*** EXTRACT PROVIDED
# GCC expert 24Lx from Mac to PC



## kneilon (Sep 8, 2011)

Hi all,

I'm new to vinyl cutters and i'm looking to purchase the GCC Expert 24LX. The problem I have is that I work primarily off of Macs which I know right now GCC doesn't work with Mac OS. So my question is, can I still design in Adobe Illustrator on my Mac and then use a flash drive to put it on a PC to print with the 24LX? I have an old PC I can hook up but I don't have Illustrator on it. Do I need to print from Illustrator on the PC, or do I just need the image to print with the cutters software? Hope my question is clear, any help would be greatly appreciated.

Thanks


----------



## royster13 (Aug 14, 2007)

You will need to have the cutting software and plotter drivers installed on the PC....The usb stick will work but it will drive you nuts going back and forth if you need to tweak things....


----------



## kneilon (Sep 8, 2011)

So the Cutter has it's own software, not just a plugin for Illustrator?


----------



## royster13 (Aug 14, 2007)

Yes it has it's own software and yes it has a plug in to cut from Illustrator........
******
Reproduce the forum thread's wording word for word, between "So the Cutter" and "cut from Illustrator........", inclusive. Rely only on the forum thread about the GCC Expert 24LX cutter.
*** PROVIDED INFORMATION
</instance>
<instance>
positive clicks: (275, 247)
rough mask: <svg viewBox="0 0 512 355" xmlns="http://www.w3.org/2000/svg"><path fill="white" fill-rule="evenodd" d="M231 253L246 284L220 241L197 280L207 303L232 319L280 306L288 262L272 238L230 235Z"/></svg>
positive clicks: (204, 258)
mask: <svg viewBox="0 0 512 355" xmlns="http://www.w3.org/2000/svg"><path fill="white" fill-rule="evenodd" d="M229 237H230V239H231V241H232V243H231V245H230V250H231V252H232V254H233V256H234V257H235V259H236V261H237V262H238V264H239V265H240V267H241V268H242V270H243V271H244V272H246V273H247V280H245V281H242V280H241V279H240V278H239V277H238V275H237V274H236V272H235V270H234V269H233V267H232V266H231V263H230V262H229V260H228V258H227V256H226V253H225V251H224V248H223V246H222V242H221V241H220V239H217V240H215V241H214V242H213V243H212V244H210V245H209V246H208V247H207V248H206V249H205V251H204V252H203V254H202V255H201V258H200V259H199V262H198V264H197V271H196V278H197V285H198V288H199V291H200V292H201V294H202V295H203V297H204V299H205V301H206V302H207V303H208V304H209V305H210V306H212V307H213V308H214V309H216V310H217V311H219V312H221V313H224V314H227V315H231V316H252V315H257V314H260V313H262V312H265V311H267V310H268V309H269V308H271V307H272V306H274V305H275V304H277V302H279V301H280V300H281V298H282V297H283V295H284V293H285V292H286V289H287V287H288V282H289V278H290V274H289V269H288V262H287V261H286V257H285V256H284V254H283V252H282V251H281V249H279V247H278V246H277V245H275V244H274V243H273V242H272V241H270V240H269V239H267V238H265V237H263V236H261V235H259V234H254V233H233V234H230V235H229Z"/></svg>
******
• ANSWER BOX:
So the Cutter has it's own software, not just a plugin for Illustrator?


----------



## royster13 (Aug 14, 2007)

Yes it has it's own software and yes it has a plug in to cut from Illustrator........